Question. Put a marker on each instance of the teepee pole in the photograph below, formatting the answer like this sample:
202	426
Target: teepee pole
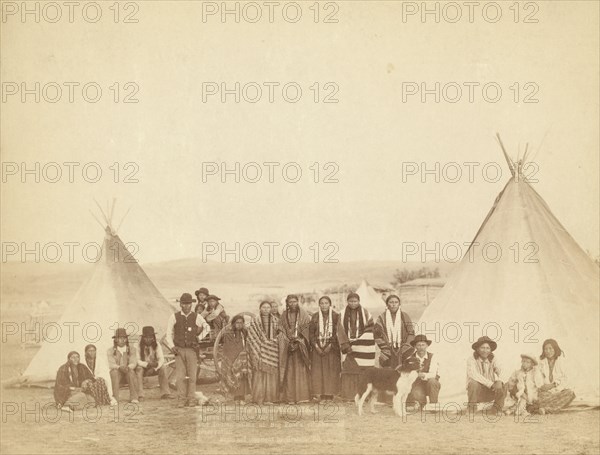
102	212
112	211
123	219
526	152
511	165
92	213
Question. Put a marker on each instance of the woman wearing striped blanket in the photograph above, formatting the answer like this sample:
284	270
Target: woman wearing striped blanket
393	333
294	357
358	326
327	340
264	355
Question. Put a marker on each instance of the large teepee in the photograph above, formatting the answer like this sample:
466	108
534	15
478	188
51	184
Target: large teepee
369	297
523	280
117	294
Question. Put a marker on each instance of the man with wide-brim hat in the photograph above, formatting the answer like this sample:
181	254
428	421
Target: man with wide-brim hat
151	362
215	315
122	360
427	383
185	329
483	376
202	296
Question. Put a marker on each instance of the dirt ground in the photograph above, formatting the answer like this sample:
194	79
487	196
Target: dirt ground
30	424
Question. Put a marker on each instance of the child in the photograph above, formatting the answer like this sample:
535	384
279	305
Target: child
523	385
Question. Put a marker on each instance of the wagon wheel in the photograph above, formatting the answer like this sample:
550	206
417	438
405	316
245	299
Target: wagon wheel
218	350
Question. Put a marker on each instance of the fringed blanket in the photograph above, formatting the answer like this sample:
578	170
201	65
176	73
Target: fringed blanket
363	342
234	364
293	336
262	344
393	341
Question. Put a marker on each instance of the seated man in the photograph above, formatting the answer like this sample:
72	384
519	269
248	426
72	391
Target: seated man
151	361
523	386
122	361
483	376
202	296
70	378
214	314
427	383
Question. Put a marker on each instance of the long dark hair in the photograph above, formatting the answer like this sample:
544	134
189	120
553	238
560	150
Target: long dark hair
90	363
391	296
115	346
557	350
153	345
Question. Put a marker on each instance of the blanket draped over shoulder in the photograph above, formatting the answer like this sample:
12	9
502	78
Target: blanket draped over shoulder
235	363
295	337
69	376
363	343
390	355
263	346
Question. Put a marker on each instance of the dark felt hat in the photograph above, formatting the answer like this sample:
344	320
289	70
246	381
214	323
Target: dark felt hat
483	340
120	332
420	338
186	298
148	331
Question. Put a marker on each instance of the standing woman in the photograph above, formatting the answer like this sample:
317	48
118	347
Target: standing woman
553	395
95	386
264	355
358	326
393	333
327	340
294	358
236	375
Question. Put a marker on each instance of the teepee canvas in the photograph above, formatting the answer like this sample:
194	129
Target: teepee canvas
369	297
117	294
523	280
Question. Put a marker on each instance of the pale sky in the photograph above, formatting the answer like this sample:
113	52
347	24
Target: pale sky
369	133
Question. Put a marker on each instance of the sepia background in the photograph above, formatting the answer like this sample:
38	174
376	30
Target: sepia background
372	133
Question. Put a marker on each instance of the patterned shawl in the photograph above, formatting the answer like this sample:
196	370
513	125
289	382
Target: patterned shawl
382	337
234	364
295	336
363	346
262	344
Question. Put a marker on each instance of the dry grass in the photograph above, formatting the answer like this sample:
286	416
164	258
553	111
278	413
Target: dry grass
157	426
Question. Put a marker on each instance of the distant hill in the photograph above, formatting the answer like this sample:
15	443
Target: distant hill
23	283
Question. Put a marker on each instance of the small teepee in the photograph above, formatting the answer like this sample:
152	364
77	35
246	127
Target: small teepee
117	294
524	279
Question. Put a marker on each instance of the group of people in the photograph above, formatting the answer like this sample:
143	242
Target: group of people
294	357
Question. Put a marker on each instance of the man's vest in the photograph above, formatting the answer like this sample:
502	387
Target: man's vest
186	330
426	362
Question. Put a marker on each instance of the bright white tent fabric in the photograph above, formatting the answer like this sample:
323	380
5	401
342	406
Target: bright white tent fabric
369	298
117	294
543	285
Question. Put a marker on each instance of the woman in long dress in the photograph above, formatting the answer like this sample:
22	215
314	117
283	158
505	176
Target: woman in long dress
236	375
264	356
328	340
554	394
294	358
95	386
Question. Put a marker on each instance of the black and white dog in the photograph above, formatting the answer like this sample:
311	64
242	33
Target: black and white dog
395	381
☆ ☆ ☆ ☆ ☆ ☆ ☆
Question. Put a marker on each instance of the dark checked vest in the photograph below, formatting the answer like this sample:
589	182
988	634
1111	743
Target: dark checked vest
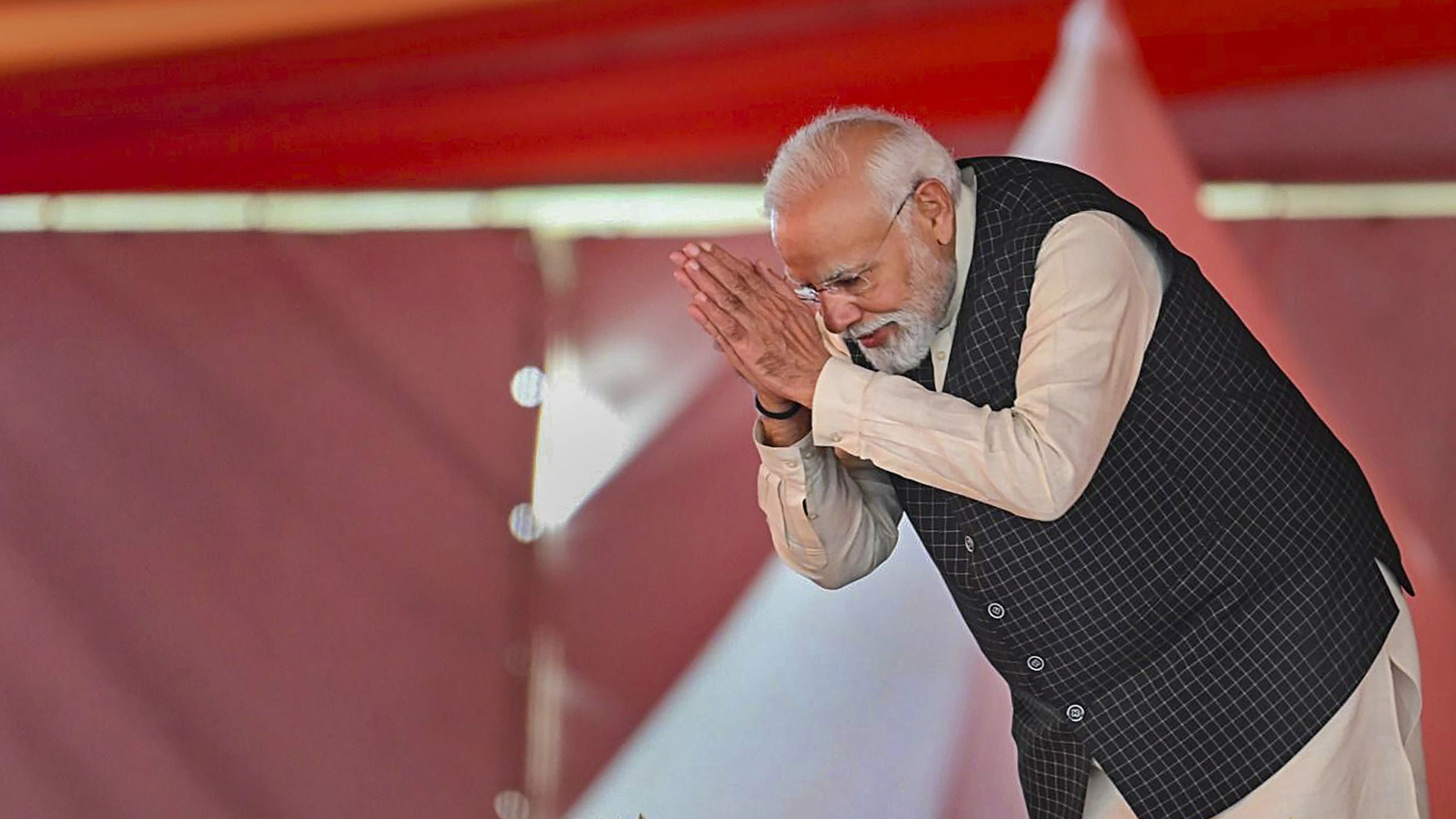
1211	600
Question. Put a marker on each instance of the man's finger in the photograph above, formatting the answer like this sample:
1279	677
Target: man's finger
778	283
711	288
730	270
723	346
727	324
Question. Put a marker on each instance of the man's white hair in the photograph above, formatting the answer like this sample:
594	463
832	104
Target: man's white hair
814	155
☆ ☆ ☆ ☆ ☆ ☆ ☆
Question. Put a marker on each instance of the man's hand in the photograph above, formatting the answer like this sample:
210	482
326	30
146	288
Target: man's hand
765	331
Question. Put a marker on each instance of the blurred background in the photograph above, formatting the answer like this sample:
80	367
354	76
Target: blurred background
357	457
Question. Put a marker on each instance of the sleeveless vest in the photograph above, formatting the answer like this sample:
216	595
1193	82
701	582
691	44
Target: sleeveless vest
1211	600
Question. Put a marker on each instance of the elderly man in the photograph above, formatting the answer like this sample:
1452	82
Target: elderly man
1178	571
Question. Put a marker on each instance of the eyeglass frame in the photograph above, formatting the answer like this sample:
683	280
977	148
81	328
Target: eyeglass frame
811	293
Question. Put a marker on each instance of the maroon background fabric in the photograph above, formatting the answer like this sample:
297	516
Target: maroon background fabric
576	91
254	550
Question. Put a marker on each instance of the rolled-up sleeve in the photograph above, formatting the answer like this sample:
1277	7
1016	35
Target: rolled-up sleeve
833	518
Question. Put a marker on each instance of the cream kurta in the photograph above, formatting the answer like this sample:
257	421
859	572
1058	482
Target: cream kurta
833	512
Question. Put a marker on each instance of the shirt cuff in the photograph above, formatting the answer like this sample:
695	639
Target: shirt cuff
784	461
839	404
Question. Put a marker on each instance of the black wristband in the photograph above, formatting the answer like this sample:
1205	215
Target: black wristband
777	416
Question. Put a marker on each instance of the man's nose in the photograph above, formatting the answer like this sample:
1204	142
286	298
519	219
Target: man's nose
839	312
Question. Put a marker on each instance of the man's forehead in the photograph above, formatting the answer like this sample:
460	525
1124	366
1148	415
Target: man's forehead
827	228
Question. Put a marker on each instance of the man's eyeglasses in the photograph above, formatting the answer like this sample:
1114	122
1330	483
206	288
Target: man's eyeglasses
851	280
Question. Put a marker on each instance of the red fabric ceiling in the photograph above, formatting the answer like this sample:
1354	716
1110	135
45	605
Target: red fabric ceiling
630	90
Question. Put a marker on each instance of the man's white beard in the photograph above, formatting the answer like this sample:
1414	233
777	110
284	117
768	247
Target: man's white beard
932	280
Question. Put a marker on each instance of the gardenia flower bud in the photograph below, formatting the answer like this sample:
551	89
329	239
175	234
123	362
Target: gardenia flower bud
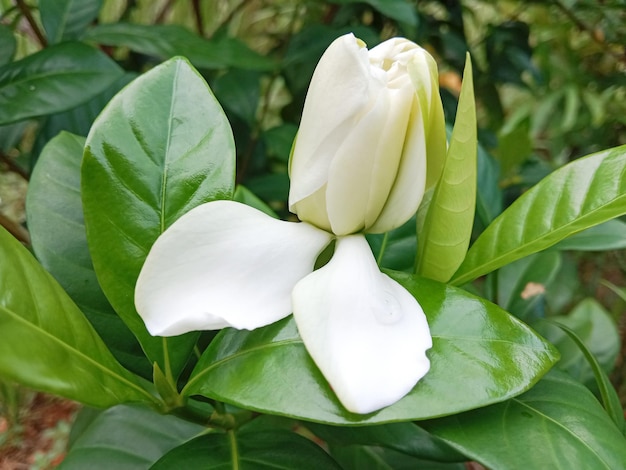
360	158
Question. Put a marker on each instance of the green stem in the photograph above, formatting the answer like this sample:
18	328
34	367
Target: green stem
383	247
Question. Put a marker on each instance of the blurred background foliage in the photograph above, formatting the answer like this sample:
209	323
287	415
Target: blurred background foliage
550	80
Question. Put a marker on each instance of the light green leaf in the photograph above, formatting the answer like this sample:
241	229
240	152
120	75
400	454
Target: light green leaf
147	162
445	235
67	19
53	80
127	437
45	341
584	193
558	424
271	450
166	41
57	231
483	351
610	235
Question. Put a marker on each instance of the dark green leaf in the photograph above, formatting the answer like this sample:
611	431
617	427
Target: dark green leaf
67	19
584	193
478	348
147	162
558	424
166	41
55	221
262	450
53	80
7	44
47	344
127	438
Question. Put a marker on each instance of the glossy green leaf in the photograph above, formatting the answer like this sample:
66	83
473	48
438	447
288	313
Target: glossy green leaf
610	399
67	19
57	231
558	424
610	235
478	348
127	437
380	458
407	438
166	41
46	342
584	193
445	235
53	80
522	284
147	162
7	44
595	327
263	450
☆ ☆ ☆ ☆ ☆ ☆ ☆
Return every line above that contains the string "eyeglasses". Treat matching as case-sensitive.

Question. Put a marker on each instance of the man's eyeglasses in the photograph above, formatting the answer like this sample:
Target: man's eyeglasses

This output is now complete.